Work through the data line by line, gathering every line that has the word "dark".

** Given records follows **

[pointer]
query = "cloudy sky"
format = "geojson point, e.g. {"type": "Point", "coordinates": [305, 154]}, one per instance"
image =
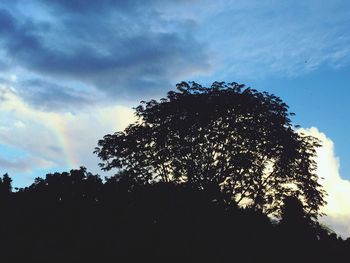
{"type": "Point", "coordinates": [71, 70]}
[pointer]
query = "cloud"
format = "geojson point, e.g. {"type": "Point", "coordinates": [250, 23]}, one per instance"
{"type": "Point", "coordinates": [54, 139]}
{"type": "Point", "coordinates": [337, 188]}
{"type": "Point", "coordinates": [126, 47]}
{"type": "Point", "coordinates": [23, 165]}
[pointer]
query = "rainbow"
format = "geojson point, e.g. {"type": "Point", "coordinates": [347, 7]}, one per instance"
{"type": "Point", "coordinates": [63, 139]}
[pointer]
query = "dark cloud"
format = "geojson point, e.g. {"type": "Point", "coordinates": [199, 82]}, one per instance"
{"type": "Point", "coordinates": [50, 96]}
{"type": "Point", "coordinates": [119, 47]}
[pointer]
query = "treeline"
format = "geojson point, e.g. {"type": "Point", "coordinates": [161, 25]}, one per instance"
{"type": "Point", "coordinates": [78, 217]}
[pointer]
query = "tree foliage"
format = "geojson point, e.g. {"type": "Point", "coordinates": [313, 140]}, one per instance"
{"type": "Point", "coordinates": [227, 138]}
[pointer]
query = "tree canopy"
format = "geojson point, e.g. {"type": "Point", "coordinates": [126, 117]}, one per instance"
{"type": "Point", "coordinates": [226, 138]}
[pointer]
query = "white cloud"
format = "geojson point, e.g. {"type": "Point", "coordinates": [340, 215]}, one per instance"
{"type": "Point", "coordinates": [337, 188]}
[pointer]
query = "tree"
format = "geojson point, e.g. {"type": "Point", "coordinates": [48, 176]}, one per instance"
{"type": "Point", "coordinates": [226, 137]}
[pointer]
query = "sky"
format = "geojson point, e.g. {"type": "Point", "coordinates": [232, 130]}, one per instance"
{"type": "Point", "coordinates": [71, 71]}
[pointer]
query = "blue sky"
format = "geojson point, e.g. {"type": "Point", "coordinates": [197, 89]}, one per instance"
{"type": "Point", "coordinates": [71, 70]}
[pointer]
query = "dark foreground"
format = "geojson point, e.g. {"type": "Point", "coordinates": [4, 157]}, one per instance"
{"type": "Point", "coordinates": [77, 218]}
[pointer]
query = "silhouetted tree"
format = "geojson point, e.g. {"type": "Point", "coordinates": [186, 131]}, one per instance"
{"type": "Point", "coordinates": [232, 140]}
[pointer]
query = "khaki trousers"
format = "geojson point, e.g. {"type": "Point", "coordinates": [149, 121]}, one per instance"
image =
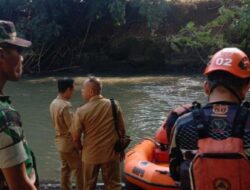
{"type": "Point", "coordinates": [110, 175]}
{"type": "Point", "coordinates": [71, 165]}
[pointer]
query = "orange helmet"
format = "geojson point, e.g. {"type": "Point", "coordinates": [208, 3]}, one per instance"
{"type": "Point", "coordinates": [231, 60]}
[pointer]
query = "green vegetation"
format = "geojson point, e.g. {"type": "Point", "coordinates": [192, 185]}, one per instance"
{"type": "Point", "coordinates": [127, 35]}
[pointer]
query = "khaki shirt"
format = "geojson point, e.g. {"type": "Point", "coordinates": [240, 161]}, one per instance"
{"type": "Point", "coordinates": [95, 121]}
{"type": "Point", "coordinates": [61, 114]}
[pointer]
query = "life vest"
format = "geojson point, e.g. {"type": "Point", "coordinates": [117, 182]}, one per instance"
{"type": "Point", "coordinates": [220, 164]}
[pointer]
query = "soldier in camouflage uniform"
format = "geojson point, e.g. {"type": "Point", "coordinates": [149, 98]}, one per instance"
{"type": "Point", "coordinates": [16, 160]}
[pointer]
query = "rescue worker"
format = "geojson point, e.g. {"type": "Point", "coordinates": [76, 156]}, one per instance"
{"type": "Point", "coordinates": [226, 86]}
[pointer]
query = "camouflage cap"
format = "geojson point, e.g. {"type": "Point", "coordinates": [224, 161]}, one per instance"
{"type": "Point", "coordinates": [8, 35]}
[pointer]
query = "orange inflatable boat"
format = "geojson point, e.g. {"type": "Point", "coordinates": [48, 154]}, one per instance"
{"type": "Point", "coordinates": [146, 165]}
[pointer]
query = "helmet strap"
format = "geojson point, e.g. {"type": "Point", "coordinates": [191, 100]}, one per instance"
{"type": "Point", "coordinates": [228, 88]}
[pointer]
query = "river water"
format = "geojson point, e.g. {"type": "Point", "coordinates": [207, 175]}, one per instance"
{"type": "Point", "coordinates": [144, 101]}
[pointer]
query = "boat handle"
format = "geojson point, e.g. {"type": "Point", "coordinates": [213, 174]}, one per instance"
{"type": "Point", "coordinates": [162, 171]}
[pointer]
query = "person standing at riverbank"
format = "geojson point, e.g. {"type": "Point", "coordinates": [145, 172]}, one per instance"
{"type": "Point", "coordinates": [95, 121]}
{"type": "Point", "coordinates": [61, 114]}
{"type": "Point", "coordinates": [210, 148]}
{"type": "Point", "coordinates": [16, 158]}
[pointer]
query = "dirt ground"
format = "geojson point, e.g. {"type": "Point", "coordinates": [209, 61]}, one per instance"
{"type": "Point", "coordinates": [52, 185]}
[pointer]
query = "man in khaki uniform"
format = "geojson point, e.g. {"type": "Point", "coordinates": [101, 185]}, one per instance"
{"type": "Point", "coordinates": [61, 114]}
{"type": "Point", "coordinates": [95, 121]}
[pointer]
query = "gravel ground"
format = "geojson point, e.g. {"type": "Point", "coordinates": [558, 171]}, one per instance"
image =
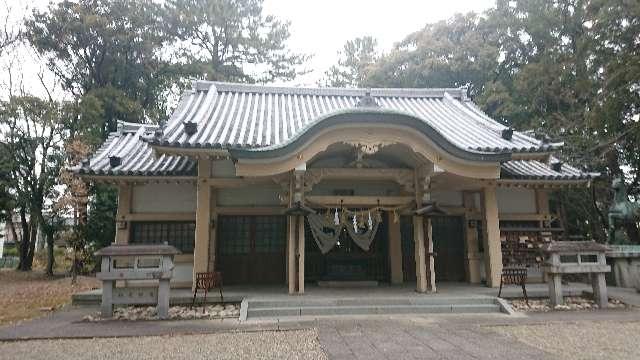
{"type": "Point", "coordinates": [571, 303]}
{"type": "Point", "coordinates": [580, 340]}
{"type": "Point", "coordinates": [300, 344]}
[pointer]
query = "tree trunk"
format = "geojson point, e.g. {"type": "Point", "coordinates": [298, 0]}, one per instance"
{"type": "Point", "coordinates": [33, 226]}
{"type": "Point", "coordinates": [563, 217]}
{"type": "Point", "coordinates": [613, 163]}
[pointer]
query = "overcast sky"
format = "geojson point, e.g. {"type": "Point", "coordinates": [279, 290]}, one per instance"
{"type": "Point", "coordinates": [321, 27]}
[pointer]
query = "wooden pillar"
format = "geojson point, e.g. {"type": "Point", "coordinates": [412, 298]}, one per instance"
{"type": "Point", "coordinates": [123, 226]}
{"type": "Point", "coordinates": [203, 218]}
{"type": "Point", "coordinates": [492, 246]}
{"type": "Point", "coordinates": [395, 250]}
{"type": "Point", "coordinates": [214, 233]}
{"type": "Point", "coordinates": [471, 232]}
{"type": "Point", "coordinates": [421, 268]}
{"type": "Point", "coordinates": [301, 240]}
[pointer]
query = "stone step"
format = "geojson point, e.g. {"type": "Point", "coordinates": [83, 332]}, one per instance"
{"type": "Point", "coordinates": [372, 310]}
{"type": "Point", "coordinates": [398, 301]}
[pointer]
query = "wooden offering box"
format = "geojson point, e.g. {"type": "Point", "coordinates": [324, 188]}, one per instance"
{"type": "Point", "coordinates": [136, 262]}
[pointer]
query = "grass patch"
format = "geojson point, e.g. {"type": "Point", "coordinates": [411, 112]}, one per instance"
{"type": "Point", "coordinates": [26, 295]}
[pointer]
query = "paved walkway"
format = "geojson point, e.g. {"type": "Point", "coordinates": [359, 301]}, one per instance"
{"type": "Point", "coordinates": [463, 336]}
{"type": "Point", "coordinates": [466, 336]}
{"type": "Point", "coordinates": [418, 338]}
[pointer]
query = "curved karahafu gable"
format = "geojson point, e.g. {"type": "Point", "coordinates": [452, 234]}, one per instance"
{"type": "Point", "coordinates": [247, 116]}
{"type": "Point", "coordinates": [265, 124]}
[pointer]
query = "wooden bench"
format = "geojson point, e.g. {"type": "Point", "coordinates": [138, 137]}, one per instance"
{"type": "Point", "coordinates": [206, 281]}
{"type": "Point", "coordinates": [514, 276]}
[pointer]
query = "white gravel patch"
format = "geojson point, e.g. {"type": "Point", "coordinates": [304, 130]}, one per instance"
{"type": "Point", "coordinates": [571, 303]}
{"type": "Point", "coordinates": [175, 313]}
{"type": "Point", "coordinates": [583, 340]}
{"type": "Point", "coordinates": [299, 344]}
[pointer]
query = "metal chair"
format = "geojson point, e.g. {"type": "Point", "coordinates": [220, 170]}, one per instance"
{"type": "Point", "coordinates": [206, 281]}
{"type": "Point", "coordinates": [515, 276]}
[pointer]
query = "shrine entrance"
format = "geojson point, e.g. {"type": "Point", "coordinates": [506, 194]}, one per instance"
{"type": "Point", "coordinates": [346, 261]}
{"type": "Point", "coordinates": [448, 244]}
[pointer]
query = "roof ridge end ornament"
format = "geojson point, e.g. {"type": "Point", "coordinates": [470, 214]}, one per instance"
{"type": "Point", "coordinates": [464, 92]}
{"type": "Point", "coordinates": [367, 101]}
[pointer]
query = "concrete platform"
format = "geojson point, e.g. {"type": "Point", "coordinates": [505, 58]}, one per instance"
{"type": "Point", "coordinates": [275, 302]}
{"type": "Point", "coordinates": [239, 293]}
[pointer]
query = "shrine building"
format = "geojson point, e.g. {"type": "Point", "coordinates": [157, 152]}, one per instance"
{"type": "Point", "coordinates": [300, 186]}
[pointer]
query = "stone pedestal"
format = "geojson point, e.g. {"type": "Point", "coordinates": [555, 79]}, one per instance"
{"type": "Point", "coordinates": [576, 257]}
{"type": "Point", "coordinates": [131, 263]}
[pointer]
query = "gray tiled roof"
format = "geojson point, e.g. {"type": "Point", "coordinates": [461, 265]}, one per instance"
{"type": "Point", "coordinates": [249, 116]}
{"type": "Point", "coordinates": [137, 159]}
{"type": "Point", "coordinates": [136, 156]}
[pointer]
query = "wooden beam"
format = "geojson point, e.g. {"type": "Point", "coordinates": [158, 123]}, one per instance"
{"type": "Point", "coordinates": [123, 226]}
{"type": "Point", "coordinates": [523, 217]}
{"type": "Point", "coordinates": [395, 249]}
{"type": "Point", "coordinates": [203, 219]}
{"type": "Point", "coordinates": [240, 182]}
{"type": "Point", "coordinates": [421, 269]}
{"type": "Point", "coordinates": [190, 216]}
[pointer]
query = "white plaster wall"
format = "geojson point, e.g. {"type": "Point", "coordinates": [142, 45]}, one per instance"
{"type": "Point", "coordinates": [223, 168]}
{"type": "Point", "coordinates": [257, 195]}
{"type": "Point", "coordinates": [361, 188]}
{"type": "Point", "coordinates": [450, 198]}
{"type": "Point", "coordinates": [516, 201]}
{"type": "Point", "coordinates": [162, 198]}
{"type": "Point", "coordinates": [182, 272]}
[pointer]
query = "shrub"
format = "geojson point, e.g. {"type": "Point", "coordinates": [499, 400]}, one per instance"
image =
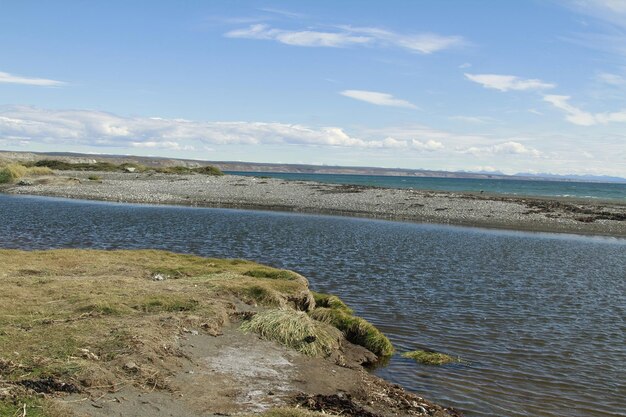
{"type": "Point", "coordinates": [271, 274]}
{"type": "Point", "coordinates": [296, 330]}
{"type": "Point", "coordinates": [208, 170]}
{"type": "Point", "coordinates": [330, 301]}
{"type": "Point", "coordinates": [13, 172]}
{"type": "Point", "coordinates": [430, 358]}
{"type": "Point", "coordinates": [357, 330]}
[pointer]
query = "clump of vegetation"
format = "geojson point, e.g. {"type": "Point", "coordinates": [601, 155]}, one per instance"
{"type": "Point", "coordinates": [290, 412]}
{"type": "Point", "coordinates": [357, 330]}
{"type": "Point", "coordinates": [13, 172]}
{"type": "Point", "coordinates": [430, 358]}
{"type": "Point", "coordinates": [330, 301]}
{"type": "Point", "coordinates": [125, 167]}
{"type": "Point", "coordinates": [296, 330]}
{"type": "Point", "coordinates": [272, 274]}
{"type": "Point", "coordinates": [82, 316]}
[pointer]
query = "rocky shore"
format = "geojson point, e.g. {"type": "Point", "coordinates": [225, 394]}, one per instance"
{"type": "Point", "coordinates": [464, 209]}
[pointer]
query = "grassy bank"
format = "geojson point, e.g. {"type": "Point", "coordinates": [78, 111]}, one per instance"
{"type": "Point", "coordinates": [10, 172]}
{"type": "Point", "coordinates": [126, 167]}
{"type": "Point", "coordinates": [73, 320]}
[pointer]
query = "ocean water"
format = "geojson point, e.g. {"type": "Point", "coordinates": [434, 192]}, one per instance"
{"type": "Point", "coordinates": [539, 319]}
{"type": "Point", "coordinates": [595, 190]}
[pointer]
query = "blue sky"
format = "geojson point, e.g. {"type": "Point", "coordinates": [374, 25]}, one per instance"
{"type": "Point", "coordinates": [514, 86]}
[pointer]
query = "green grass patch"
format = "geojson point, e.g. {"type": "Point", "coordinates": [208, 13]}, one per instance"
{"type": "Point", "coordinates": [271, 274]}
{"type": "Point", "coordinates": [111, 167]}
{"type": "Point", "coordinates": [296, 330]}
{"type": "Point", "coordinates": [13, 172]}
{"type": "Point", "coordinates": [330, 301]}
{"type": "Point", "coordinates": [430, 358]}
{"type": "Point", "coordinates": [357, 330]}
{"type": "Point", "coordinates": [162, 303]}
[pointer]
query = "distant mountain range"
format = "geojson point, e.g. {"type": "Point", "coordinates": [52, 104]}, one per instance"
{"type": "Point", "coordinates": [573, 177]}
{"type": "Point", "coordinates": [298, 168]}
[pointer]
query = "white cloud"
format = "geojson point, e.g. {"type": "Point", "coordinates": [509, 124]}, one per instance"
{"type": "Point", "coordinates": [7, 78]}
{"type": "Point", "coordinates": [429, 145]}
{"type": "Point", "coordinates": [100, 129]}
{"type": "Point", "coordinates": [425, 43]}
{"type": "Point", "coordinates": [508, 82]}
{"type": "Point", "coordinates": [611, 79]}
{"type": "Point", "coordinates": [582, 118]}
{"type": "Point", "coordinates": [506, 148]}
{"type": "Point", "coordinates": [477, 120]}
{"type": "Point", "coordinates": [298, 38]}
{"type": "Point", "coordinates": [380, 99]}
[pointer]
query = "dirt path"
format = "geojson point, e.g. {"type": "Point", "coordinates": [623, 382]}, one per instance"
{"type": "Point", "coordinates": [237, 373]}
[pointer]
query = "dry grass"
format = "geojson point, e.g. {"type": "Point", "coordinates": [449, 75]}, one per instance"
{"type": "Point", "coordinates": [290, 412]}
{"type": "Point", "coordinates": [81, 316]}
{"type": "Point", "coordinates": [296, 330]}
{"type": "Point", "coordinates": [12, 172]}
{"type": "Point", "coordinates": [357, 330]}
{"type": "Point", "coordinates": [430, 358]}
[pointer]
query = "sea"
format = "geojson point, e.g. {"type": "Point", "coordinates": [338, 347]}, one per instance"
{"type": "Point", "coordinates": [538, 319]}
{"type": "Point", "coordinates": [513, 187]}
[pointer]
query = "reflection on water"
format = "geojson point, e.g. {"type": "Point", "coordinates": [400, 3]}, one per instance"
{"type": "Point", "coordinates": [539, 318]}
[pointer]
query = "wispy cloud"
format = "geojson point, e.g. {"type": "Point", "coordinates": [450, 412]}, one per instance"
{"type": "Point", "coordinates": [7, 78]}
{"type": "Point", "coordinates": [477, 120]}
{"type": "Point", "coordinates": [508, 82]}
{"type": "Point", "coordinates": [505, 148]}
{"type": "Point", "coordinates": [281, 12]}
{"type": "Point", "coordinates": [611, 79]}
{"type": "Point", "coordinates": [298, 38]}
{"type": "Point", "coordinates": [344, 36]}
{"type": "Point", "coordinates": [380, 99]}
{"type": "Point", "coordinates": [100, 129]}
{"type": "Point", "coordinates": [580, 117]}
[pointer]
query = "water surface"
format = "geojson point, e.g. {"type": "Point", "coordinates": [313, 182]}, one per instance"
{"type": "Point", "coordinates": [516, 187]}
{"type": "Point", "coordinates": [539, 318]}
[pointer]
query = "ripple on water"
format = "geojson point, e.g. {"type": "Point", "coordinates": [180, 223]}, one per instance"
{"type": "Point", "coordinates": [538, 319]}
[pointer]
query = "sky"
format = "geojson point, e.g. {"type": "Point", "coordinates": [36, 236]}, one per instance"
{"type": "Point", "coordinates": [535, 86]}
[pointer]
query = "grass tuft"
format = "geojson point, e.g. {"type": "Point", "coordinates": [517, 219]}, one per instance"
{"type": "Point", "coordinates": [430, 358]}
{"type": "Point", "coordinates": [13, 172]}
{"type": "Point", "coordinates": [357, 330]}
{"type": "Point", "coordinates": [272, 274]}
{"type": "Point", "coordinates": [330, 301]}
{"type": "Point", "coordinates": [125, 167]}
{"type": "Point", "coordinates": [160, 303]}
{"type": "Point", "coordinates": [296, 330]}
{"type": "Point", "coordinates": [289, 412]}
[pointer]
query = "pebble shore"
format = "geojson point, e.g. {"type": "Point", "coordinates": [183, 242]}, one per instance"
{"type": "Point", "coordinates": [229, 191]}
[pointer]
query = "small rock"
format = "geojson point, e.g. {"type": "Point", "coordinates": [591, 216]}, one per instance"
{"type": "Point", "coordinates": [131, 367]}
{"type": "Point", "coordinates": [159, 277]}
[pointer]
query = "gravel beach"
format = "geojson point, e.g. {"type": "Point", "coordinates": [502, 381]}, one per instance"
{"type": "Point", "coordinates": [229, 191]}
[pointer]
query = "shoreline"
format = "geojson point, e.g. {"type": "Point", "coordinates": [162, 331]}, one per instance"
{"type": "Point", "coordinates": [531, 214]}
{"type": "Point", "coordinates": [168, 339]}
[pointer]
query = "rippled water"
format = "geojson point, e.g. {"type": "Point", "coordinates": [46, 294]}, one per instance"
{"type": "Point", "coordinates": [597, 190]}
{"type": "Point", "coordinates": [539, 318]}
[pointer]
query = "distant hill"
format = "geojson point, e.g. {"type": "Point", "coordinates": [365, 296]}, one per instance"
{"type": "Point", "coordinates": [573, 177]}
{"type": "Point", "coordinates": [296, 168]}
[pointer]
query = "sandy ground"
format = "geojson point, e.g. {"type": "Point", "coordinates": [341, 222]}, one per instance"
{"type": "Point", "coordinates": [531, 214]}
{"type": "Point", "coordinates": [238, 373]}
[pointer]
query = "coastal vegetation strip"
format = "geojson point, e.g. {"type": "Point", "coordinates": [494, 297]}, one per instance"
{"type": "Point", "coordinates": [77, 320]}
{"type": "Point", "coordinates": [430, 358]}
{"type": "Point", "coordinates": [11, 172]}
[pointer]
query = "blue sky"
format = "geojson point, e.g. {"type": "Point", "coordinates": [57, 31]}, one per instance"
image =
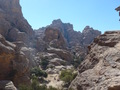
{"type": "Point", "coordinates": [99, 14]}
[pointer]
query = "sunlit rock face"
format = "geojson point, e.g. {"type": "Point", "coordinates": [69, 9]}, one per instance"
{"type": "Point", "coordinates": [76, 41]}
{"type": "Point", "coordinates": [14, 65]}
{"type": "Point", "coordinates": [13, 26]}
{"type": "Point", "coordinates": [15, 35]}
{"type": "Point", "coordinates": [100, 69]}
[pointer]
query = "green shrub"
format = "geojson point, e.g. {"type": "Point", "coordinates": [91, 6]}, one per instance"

** End of Given records **

**Answer section:**
query = "dark cloud"
query = "dark foreground"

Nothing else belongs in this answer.